>> BEGIN

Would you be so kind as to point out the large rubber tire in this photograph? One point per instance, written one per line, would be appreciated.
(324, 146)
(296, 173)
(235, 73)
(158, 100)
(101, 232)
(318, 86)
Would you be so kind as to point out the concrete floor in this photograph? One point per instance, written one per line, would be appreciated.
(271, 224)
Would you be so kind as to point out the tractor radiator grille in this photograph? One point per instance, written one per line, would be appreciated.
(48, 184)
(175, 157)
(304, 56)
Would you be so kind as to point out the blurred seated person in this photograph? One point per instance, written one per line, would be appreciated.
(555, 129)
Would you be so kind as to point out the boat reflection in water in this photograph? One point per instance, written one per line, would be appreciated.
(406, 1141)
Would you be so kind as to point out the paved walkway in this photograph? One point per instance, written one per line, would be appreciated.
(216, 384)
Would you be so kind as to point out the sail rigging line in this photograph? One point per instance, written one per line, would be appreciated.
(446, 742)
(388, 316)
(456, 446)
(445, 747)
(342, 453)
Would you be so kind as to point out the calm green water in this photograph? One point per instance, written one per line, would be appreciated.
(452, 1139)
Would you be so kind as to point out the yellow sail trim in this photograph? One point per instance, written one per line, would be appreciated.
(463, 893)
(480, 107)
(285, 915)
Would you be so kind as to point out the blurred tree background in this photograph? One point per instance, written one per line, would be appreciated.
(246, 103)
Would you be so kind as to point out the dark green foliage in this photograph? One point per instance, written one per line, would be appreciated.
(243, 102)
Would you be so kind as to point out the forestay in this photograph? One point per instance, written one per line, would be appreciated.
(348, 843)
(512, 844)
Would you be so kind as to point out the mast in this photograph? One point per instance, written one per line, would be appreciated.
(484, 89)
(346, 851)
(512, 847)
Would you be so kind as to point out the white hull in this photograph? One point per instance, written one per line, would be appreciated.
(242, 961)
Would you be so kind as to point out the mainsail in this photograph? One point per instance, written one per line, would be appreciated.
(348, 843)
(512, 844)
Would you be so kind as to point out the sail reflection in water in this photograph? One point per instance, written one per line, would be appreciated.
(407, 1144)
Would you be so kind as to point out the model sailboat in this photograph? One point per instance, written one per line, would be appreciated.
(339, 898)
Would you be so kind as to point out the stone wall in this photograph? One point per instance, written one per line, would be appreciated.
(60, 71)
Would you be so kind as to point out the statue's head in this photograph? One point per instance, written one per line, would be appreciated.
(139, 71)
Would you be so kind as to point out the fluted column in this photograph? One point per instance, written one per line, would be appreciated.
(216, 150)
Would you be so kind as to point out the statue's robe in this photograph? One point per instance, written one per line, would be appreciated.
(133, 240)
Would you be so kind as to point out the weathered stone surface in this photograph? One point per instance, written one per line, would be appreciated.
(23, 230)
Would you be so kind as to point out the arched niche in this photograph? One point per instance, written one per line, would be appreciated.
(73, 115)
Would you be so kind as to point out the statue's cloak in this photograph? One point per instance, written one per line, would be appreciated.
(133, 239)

>> END

● Instructions to follow: Reproduce every item above with "point out" swapped for "indicate" wherever it appears, leaving everything else unchanged.

● Result for this task:
Would you be so kind as to indicate the large rubber tire in this photograph? One point per instance, written one per line, would be appreciated.
(324, 146)
(296, 173)
(235, 73)
(158, 100)
(101, 232)
(318, 86)
Would you be so kind as to indicate the concrete floor in this photograph? One point per instance, written one per line, would be appreciated.
(271, 224)
Would you be so kind as to indicate the tractor radiator grille in this photograph? One point per instance, written one per line, would be appreciated.
(48, 184)
(175, 157)
(304, 56)
Would you be so kind as to indicate the blurred seated person in this photograph? One point per instance, written one per line, would be appreciated.
(555, 129)
Would you be so kind as to indicate the boat reflection in water in this photograph? One point per instance, written one per line, would be appreciated.
(406, 1141)
Would you be so kind as to indicate the paved walkway in this photograph? One point per instance, written one per line, would be appreciated.
(216, 384)
Would you be so kind as to indicate the sail rigging line in this photograph? One point per instance, written one per line, would be appreciated.
(446, 742)
(388, 316)
(456, 446)
(445, 747)
(342, 453)
Would you be so kind as to indicate the calm green water in this photograph? One point per instance, written one per line, would be appreciated.
(452, 1139)
Would you be so kind as to indicate the yellow sail trim in this photograph? One point per instance, written one per line, would be appreciated.
(463, 893)
(480, 107)
(285, 915)
Would you be so kind as to indicate the blurred tree background in this photograph? One point per instance, written one per line, would be appreciated.
(246, 103)
Would you be so kind as to indicate the dark green foliage in this photograph? One point per instance, written one per line, would be appreciated.
(243, 102)
Would you be so kind as to indicate the forestay in this photograph? One point per instance, written one per line, would be appreciated.
(348, 843)
(512, 844)
Would you be so kind as to indicate the mast in this photograph? One point per instance, written one per line, would be appreciated.
(484, 89)
(346, 851)
(512, 847)
Would you be so kind as to indicate the white hull in this photograph? One point per instance, written one per line, would be appreciated.
(242, 961)
Would you be so kind as to indicate the mainsail in this photograph? One point per instance, written one per line, would be appreciated.
(348, 843)
(512, 844)
Would you be so kind as to indicate the sail reflection in water in this photograph? One point per instance, written one per line, would be appreciated.
(407, 1144)
Would you be so kind as to indicate the model sailboat in this photograph? One point per instance, written one per line, would be appreciated.
(339, 898)
Would you be so kind as to indicate the stone wall in this photograph? One point per instance, written one per line, would be appreciated.
(60, 71)
Would you be so kind as to indicate the statue's head in this photograph? One point per instance, written one per line, would be appreciated.
(139, 71)
Would you be so kind as to indicate the fluted column in this photograph? One point per instance, written one per line, would be appreciated.
(216, 150)
Would you be so kind as to indicate the statue's robe in this photograph? One point per instance, written one per line, would be appreciated.
(133, 240)
Would you be so kind as to indicate the weathered stone surface in this photograph? One point per instance, written one per line, would be appreciated.
(23, 230)
Would you be so kind as to indicate the arched niche in this photograph? One point per instance, written one per line, would be appreciated.
(73, 115)
Would you be so kind as to indicate the statue's cloak in this photograph? One point per instance, written one per line, would be appreciated.
(133, 239)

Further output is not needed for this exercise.